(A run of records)
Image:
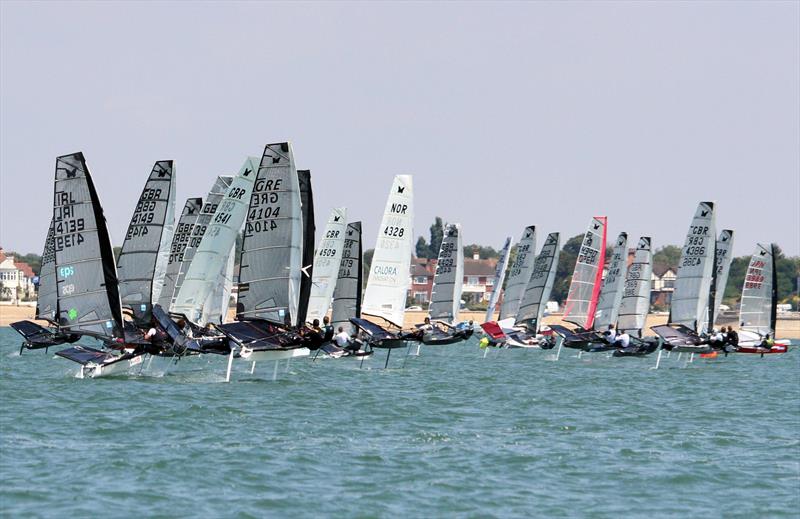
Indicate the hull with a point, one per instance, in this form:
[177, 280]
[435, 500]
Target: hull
[267, 355]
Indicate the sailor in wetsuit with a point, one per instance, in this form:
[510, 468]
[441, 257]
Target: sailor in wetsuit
[327, 330]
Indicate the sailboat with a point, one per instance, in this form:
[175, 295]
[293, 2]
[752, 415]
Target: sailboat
[635, 303]
[384, 301]
[448, 282]
[499, 277]
[145, 250]
[584, 290]
[268, 307]
[327, 263]
[758, 309]
[34, 335]
[693, 299]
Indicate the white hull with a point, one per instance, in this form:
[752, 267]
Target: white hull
[263, 356]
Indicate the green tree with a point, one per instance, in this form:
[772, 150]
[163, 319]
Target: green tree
[437, 235]
[667, 256]
[422, 248]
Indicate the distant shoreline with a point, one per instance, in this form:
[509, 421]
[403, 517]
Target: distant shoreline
[787, 328]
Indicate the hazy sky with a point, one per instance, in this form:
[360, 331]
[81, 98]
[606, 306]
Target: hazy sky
[507, 114]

**WHAT IS REQUIRED**
Copy every line of the records above word for word, but leave out the pictures.

**WRITTEN SOLUTION**
Image:
Indicate the hull with a point, one per instance, in this form:
[177, 280]
[435, 500]
Target: hull
[267, 355]
Indicate the sailor in wetsuit with a point, one per instance, in this form:
[510, 468]
[441, 257]
Target: sailor in wetsuit
[327, 330]
Indicate the sailboat with a point, one per instance, in this form:
[175, 295]
[293, 2]
[752, 415]
Target: sailboat
[635, 303]
[384, 301]
[448, 282]
[499, 277]
[145, 250]
[584, 290]
[268, 307]
[327, 263]
[758, 309]
[34, 335]
[693, 299]
Indicate the white hull with a point, one per instance, in this form:
[752, 267]
Target: white hull
[263, 356]
Indicate the green tree with a point, one per instance, in this form:
[772, 150]
[163, 319]
Target: green tree
[437, 235]
[667, 256]
[422, 248]
Indicate the distant shoreline with a point, one per instance, in this form:
[509, 421]
[403, 517]
Target: distant shoreline
[787, 328]
Indicate the hazy sky with a point, one per instance, in this form:
[360, 331]
[81, 98]
[606, 306]
Target: hazy sky
[507, 114]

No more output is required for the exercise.